--- START ---
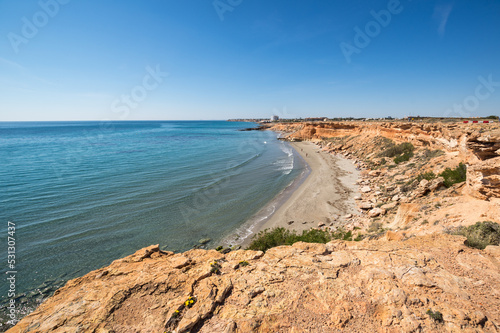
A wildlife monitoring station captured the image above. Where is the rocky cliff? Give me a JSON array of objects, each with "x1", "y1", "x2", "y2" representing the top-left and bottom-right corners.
[
  {"x1": 8, "y1": 237, "x2": 500, "y2": 333},
  {"x1": 8, "y1": 121, "x2": 500, "y2": 333},
  {"x1": 273, "y1": 121, "x2": 500, "y2": 200}
]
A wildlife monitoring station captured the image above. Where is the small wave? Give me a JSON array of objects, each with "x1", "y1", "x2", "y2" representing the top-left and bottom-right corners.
--- END ---
[Task requirements]: The material above is to be transcribed exactly, with its images omitted.

[Solution]:
A wildlife monitoring station captured the image above. Where is the rocky cliff? Give me a JSON array of objects, each with "x1", "y1", "x2", "y2" representing the top-left and bottom-right corners.
[
  {"x1": 8, "y1": 237, "x2": 500, "y2": 333},
  {"x1": 8, "y1": 121, "x2": 500, "y2": 333},
  {"x1": 273, "y1": 121, "x2": 500, "y2": 200}
]
A wildlife monitoring station captured the image above. Where is the small wave? Give me a JSON array of objects, each with "x1", "y1", "x2", "y2" representing the top-left and bottom-right corners.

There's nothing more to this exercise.